-------- Excerpt --------

Learn how you can use this not-well-understood function to allow a single goods movement of a single material to trigger multiple and simultaneous postings to the G/L.
This article offers a simple explanation of a confusing functionality called "Parallel Valuation," whose purpose is to allow a single goods movement of a single material to trigger multiple and simultaneous postings to the G/L (each using a unique approach to inventory accounting), all in a single FI document. Clarity on this term becomes especially important if you also wish to understand how to work with a related functionality known as "Transfer Pricing" in the Profit Center Accounting (PCA) module. Transfer Pricing allows you to create internal profit-and-loss visibility for transactions (such as Goods Issue of Raw Material to Mfg Order) that might represent two things at once: (1) an accounting-relevant consumption of inventory for your company as a whole, and (2) an intracompany sale from one of your product lines to another.
What you will see is that one of the multiple valuations of any inventory movements you can store in your R/3 General Ledger is called the "Profit Center" valuation view. Since you also have a module in R/3 called Profit Center Accounting, as well as a module that will store multiple unit values for each material (called the Material Ledger), this starts to become confusing. Which is which? And what are the relationships? I will answer these questions.
The sequence of discussion will be an example of what is meant by Parallel Valuation, followed by a closer look at the settings in the MM module (Material Ledger, Material Master) and PCA module (internal sales prices masters) needed to make Transfer Pricing work. Finally, you will see via screenprints the various debits and credits posted in the FI document in response to a single goods movement when three different Valuations and Transfer Pricing are active, as well as see which of those are copied into the Profit Center Accounting document.
By understanding the G/L’s Profit Center valuation view’s relationship to the Profit Center ledger, you will also achieve the primary goal of this article: an insight to the general meaning and mechanics of the R/3 Parallel Valuation function. This insight becomes important not only for understanding how to work with PCA Transfer Pricing, but also for understanding your options to store more than one "amount" in other modules in FI/CO such as the G/L and the Material Ledger.
An Example of Parallel Valuation in the General Ledger
To begin, consider the following business transaction: the plant-to-plant movement of one unit of material #T-350 from plant 6000 to plant 6100. The material’s standard price in plant 6000 is 2.00 pesos (MXP), but in plant 6100 the standard price is 95.00 pesos (purposely exaggerated to make the example’s lesson easier to see). You would expect the journal entry that R/3 automatically creates in response to this inventory movement to look something like what is shown in Figure 1. This represents the company code (i.e., legal) valuation of that business transaction.
If your G/L also records the monetary amounts of each posted debit and credit in a second currency, such as USD, then you would expect to be able to change the display currency when viewing your FI document from pesos to dollars, and see something like what is shown in Figure 2.
Hmmm. Do you notice anything odd about Figure 2’s debits and credits when compared to Figure 1’s debits and credits? Look closely. The credit entry to account #310000 appears to have a conversion rate from pesos to dollars of 2.00 pesos = 0.80 dollars (2.5:1). Meanwhile, the debit entry to account #310000 is using 95.00 pesos = 11.40 dollars (8.3:1). What the heck...is R/3 broken?
You’ve just been introduced to SAP’s Parallel Valuation function.

--------

- Exercise task 1
Set down, word for word, everything in the Parallel Valuation article from "This article offers" down to "lines to another.".
- Exercise task 2
Answer these from the Parallel Valuation article:
(a) In the plant-to-plant example, what is the standard price of material #T-350 in plant 6100?
(b) What name is given to one of the multiple valuations of inventory movements that can be stored in the R/3 General Ledger?
(c) Transfer Pricing belongs to which module?

-------- Supplied material --------

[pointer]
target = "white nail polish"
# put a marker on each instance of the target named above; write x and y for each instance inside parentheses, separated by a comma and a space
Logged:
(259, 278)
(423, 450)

--------

- Task output 1
This article offers a simple explanation of a confusing functionality called "Parallel Valuation," whose purpose is to allow a single goods movement of a single material to trigger multiple and simultaneous postings to the G/L (each using a unique approach to inventory accounting), all in a single FI document. Clarity on this term becomes especially important if you also wish to understand how to work with a related functionality known as "Transfer Pricing" in the Profit Center Accounting (PCA) module. Transfer Pricing allows you to create internal profit-and-loss visibility for transactions (such as Goods Issue of Raw Material to Mfg Order) that might represent two things at once: (1) an accounting-relevant consumption of inventory for your company as a whole, and (2) an intracompany sale from one of your product lines to another.

- Task output 2
(a) 95.00 pesos (MXP)
(b) The "Profit Center" valuation view
(c) Profit Center Accounting (PCA)